Entries supplied:
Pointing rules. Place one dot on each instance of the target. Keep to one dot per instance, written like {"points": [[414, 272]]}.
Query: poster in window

...

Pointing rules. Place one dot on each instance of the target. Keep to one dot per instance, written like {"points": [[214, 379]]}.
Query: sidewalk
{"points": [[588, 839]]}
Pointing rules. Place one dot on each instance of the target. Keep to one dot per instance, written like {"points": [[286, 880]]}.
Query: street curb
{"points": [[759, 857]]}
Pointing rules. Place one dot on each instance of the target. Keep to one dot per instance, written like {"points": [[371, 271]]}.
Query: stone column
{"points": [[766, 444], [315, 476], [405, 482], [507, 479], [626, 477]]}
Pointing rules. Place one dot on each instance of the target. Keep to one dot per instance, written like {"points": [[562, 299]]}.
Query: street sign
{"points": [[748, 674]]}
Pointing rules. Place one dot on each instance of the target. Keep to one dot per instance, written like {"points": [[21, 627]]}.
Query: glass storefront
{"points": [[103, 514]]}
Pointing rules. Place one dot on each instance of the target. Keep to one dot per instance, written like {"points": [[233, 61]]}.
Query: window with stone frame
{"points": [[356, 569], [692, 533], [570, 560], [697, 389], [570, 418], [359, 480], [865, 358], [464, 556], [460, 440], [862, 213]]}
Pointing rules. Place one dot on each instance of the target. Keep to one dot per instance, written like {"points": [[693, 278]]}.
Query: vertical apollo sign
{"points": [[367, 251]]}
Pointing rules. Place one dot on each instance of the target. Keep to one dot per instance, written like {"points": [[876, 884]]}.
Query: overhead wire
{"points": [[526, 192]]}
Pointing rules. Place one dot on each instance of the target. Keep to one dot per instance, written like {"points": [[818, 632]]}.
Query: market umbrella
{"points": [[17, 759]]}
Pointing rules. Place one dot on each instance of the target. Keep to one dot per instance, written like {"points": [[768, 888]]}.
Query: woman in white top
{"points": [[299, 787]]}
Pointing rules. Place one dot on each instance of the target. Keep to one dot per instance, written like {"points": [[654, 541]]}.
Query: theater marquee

---

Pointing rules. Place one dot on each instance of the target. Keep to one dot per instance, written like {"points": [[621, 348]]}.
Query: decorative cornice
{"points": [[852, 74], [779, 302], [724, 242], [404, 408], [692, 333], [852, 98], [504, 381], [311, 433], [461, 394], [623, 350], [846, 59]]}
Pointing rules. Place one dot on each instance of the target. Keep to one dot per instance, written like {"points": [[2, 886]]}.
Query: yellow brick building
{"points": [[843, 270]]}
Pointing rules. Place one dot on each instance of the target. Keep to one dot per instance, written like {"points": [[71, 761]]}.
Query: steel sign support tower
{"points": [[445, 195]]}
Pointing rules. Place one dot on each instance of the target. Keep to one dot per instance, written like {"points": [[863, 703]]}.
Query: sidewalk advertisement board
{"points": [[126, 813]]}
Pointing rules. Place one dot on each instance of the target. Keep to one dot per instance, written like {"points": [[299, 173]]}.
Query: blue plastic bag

Exercise aim:
Please list every line of the material above that contains the word "sign", copying each such line in full. Case counts, so a match must have the same capitalization.

Answer:
Query: street sign
Query: vertical apollo sign
Query: steel sign support tower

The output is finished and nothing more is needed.